___ Gekozen passage

Gepubliceerd: 19 mei 2022
Indiener(s): Sigrid Kaag (viceminister-president , minister financiƫn) (D66)
Onderwerpen: financieel toezicht financiƫn
Bron: https://zoek.officielebekendmakingen.nl/kst-36105-2.html
ID: 36105-2

Nr. 2 VOORSTEL VAN WET

Wij Willem-Alexander, bij de gratie Gods, Koning der Nederlanden, Prins van Oranje-Nassau, enz. enz. enz.

Allen, die deze zullen zien of horen lezen, saluut! doen te weten:

Alzo Wij in overweging genomen hebben, dat het noodzakelijk is om regels te stellen ter uitvoering van Verordening (EU) 2021/23 van het Europees Parlement en de Raad van 16 december 2020 betreffende een kader voor het herstel en de afwikkeling van centrale tegenpartijen en tot wijziging van de Verordeningen (EU) nr. 1095/2010, (EU) nr. 648/2012, (EU) nr. 600/2014, (EU) nr. 806/2014 en (EU) 201 5/2365, en de Richtlijnen 2002/47/EG, 2004/25/EG, 2007/36/EG, 2014/59/EU en (EU) 2017/1132 (PbEU 2021, L 22);

Zo is het, dat Wij, de Afdeling advisering van de Raad van State gehoord, en met gemeen overleg der Staten-Generaal, hebben goedgevonden en verstaan, gelijk Wij goedvinden en verstaan bij deze:

ARTIKEL I

De Wet op het financieel toezicht wordt als volgt gewijzigd:

A

In artikel 1:1 worden in de alfabetische volgorde twee definities ingevoegd, luidende:

centrale tegenpartij:

een centrale tegenpartij als bedoeld in artikel 2, onderdeel 1, van de EMIR-verordening;

verordening herstel en afwikkeling centrale tegenpartijen:

Verordening (EU) 2021/23 van het Europees Parlement en de Raad van 16 december 2020 betreffende een kader voor het herstel en de afwikkeling van centrale tegenpartijen en tot wijziging van de Verordeningen (EU) nr. 1095/2010, (EU) nr. 648/2012, (EU) nr. 600/2014, (EU) nr. 806/2014 en (EU) 2015/2365, en de Richtlijnen 2002/47/EG, 2004/25/EG, 2007/36/EG, 2014/59/EU en (EU) 2017/1132 (PbEU 2021, L 22);

B

Artikel 1:3a, tweede lid, komt te luiden:

  • 2. De artikelen 1:75 en 1:76 zijn van overeenkomstige toepassing op de uitvoering en handhaving van de regels die zijn gesteld bij of krachtens de EMIR-verordening, de verordening centrale effectenbewaarinstellingen en de verordening herstel en afwikkeling centrale tegenpartijen.

______
___ Vastgelegde gegevens

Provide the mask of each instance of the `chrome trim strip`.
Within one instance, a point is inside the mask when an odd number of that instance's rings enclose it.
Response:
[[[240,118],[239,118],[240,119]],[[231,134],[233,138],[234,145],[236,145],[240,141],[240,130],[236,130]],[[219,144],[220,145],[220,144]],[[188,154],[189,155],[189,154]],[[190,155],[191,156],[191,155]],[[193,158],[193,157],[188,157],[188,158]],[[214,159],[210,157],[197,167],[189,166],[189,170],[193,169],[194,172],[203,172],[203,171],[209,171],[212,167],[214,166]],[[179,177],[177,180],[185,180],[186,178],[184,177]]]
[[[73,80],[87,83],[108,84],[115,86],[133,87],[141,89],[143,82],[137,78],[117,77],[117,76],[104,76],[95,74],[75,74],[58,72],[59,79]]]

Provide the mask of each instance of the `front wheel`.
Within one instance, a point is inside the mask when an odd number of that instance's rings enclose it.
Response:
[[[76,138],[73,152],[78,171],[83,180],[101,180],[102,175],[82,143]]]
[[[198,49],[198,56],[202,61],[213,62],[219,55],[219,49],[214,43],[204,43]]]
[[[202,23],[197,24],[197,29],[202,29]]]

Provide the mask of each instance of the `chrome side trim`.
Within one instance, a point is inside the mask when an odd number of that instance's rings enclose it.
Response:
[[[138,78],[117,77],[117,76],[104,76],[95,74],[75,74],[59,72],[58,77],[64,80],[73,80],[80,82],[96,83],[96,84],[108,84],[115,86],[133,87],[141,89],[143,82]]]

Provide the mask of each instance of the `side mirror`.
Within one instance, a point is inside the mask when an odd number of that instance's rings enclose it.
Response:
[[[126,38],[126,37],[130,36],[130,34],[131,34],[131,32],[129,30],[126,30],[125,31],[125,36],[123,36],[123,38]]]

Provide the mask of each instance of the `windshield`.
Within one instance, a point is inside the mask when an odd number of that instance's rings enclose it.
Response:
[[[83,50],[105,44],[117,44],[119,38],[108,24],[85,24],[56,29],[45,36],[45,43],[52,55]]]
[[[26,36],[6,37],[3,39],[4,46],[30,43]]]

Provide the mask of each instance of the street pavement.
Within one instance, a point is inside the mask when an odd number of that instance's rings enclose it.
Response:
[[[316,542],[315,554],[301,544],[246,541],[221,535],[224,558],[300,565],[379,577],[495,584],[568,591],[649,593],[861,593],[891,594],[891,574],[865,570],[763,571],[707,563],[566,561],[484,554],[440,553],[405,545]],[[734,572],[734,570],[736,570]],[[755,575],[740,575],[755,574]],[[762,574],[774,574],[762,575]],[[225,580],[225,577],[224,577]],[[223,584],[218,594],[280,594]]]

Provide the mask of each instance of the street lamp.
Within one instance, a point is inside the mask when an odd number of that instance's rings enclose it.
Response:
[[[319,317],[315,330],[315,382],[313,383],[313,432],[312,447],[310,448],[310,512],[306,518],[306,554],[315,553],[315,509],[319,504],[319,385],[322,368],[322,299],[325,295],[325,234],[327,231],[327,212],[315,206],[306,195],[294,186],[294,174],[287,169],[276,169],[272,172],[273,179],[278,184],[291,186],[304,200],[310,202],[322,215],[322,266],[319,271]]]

______

Schrijf het vervolg van het wetsvoorstel over herstel en afwikkeling van centrale tegenpartijen, aansluitend op de laatste zin ervan.

C

In artikel 3A:2, onderdeel a, wordt de zinsnede «, met uitzondering van rechtspersonen waaraan ook een vergunning is verleend overeenkomstig artikel 14 van de EMIR-verordening» toegevoegd.

D

Artikel 3A:21, eerste lid, wordt gewijzigd als volgt:

1. In onderdeel b wordt «overgedragen aan» vervangen door «doen overgaan op» en wordt «waarbij de instemming van de verkrijger ingevolge artikel 3A:6, eerste lid, niet benodigd is» toegevoegd.

2. In onderdeel c wordt «waaraan activa of passiva van die entiteit worden overgedragen» vervangen door «waarop activa of passiva van die entiteit overgaan».

E

In artikel 3A:44, eerste lid, wordt «waaraan activa of passiva van die entiteit worden overgedragen» vervangen door «waarop activa of passiva van die entiteit overgaan».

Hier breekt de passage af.